-- Dataset entries follows --

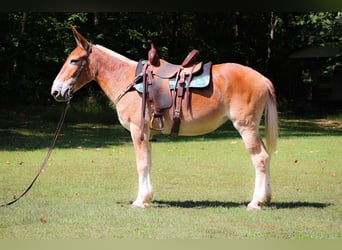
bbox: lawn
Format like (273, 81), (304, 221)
(0, 103), (341, 239)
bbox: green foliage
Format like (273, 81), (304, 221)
(289, 12), (342, 46)
(0, 12), (341, 106)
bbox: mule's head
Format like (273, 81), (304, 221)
(51, 26), (95, 102)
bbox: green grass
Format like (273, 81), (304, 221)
(0, 103), (341, 239)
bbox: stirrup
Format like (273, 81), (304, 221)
(150, 113), (164, 131)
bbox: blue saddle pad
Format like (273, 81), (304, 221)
(134, 61), (212, 93)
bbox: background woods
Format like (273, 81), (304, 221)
(0, 12), (341, 113)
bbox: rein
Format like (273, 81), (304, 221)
(0, 101), (71, 207)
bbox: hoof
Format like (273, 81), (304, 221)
(246, 201), (264, 211)
(131, 201), (150, 209)
(131, 203), (145, 209)
(246, 204), (262, 211)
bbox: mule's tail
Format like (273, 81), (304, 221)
(264, 78), (278, 154)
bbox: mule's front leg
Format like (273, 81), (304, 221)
(130, 127), (153, 208)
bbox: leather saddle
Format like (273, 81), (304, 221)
(134, 43), (212, 140)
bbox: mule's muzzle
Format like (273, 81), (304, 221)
(51, 82), (74, 102)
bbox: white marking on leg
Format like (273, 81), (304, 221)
(248, 147), (271, 209)
(130, 127), (153, 208)
(233, 120), (271, 210)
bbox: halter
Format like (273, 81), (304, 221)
(67, 43), (93, 100)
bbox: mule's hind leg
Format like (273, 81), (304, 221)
(233, 120), (272, 210)
(130, 125), (153, 208)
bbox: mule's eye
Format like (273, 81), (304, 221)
(70, 59), (79, 65)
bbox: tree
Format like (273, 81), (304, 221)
(1, 12), (341, 110)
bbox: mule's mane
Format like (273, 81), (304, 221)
(95, 44), (136, 64)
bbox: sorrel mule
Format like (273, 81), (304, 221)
(51, 26), (278, 210)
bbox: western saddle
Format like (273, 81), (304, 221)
(134, 42), (212, 140)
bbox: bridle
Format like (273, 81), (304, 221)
(66, 43), (93, 100)
(67, 42), (138, 106)
(70, 42), (138, 106)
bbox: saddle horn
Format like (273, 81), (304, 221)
(148, 41), (160, 66)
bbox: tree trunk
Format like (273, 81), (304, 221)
(266, 12), (279, 74)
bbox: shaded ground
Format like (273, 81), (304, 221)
(0, 104), (341, 151)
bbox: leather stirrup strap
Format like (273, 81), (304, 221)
(185, 64), (196, 110)
(171, 71), (186, 137)
(140, 63), (149, 141)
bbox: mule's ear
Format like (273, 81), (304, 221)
(71, 25), (90, 51)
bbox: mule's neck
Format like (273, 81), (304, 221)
(91, 44), (137, 104)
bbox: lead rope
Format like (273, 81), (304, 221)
(0, 100), (71, 207)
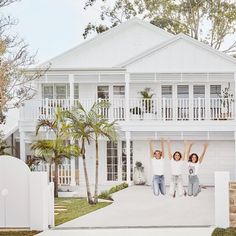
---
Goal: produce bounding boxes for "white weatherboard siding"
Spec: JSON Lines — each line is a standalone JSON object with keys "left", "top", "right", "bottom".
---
{"left": 126, "top": 37, "right": 236, "bottom": 73}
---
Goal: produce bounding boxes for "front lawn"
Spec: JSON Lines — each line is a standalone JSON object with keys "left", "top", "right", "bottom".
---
{"left": 55, "top": 198, "right": 111, "bottom": 226}
{"left": 0, "top": 231, "right": 39, "bottom": 236}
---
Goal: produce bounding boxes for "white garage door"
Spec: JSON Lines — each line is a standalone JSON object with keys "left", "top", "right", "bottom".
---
{"left": 134, "top": 140, "right": 235, "bottom": 186}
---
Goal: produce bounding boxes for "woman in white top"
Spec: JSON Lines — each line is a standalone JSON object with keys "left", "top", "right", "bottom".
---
{"left": 167, "top": 140, "right": 187, "bottom": 198}
{"left": 187, "top": 143, "right": 208, "bottom": 197}
{"left": 150, "top": 139, "right": 166, "bottom": 196}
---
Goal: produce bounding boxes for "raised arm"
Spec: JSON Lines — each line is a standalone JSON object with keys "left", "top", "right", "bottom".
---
{"left": 187, "top": 143, "right": 193, "bottom": 162}
{"left": 161, "top": 138, "right": 165, "bottom": 159}
{"left": 149, "top": 140, "right": 154, "bottom": 159}
{"left": 166, "top": 140, "right": 172, "bottom": 160}
{"left": 182, "top": 141, "right": 187, "bottom": 160}
{"left": 199, "top": 143, "right": 208, "bottom": 164}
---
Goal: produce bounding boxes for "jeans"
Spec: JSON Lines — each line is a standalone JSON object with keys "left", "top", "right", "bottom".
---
{"left": 152, "top": 175, "right": 166, "bottom": 196}
{"left": 169, "top": 175, "right": 185, "bottom": 196}
{"left": 188, "top": 175, "right": 201, "bottom": 196}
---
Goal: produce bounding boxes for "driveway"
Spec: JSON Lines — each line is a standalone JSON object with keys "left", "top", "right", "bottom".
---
{"left": 57, "top": 185, "right": 214, "bottom": 228}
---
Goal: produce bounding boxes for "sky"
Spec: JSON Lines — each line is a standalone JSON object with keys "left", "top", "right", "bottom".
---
{"left": 3, "top": 0, "right": 103, "bottom": 63}
{"left": 3, "top": 0, "right": 236, "bottom": 65}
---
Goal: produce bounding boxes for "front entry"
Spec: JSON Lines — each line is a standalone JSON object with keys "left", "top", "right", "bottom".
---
{"left": 106, "top": 141, "right": 133, "bottom": 182}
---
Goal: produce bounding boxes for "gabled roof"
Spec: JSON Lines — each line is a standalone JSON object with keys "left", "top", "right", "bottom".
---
{"left": 117, "top": 33, "right": 236, "bottom": 68}
{"left": 39, "top": 17, "right": 173, "bottom": 67}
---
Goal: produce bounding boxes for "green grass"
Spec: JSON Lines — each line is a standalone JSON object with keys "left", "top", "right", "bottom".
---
{"left": 0, "top": 231, "right": 40, "bottom": 236}
{"left": 55, "top": 198, "right": 111, "bottom": 226}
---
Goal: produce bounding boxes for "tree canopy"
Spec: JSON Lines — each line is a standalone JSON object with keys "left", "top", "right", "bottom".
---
{"left": 83, "top": 0, "right": 236, "bottom": 55}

-- Dataset entries concluded --

» Assignment
Send back an exact copy of only the lines from the line with "bbox: mule's head" up to and including the line with "bbox: background woods" in the data above.

» Completed exercise
bbox: mule's head
Format like (273, 81), (304, 221)
(51, 26), (95, 102)
bbox: green grass
Format like (273, 81), (304, 221)
(0, 103), (341, 239)
bbox: stirrup
Format like (273, 81), (304, 221)
(150, 113), (164, 131)
bbox: blue saddle pad
Format like (273, 81), (304, 221)
(134, 61), (212, 93)
bbox: background woods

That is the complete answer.